Selected extract —
####

Pakistani Christians Fleeing Muslim Persecution Die in Thai Migrant Camps

Another Pakistani Christian has died in Thailand due to the deplorable conditions inside the country’s immigration center. The latest raid led to many arrests on December 20.

Pervaiz Ghouri Masih, 53, died from a tumor and a heart condition as he suffered inside the cells. The British Pakistani Christians Association (BPCA) reported officials did not provide Masih with a table, chair, or bed “despite his sallow appearance and intimated poor health.”

On December 30, Samina Faisal passed away after authorities denied her the proper medication for her heart condition, high blood pressure, and shrinking kidney.

“Pakistani Christian asylum seekers seized in such raids are taken either to the Immigrant Detention Centre or the Central Criminal Jail, and conditions in both are horrific with massive overcrowding, pitifully poor nutrition and the resultant disease epidemics,” explained BPCA Chairman Wilson Chowdhry. “In these latest raids at least 80 percent of the detainees were women and girls, along with babies and other children.”

Thailand has been cracking down on the Pakistani Christians “who’ve overstayed their visas.”

BPCA is one organization that is attempting to raise funds to release the Christians. The Thailand government demands £1,000 ($1,442.50) for each prisoner.

But Pakistani Christians face hardship as soon as they step on the Thailand border. The people have to pay a bribe or fine to border guards in order to pass.

“We refused twice and they would not let us pass but on the third time we finally paid,” said refugee Raymond John, who paid $1,100.

Christians in Pakistan flee to Thailand to escape persecution. But “Thailand is not a signatory to the 1951 Refugee Convention or its 1967 Protocol, and does not have a formal national asylum framework” so the country treats the Christians as illegal immigrants. Even if the United Nations High Commissioner for Refugees (UNCHR) declares the Christians as “genuine refugees,” the government often “will not grant asylum status” to them.

The UNCHR defines a refugee as:

A person who owing to a well-founded fear of being persecuted for reasons of race, religion, nationality, membership of a particular social group or political opinion, is outside the country of his nationality and is unable or, owing to such fear, is unwilling to avail himself of the protection of that country; or who, not having a nationality and being outside the country of his former habitual residence as a result of such events, is unable or, owing to such fear, is unwilling to return to it.

####

Data provided —
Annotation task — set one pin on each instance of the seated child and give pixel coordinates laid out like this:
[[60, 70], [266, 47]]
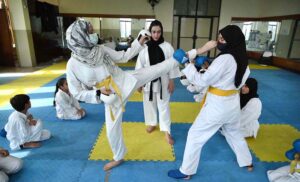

####

Exercise aim —
Copy the stretch from "BPCA is one" through "who paid $1,100." word for word from the article above on Pakistani Christians held in Thailand.

Answer section —
BPCA is one organization that is attempting to raise funds to release the Christians. The Thailand government demands £1,000 ($1,442.50) for each prisoner.

But Pakistani Christians face hardship as soon as they step on the Thailand border. The people have to pay a bribe or fine to border guards in order to pass.

“We refused twice and they would not let us pass but on the third time we finally paid,” said refugee Raymond John, who paid $1,100.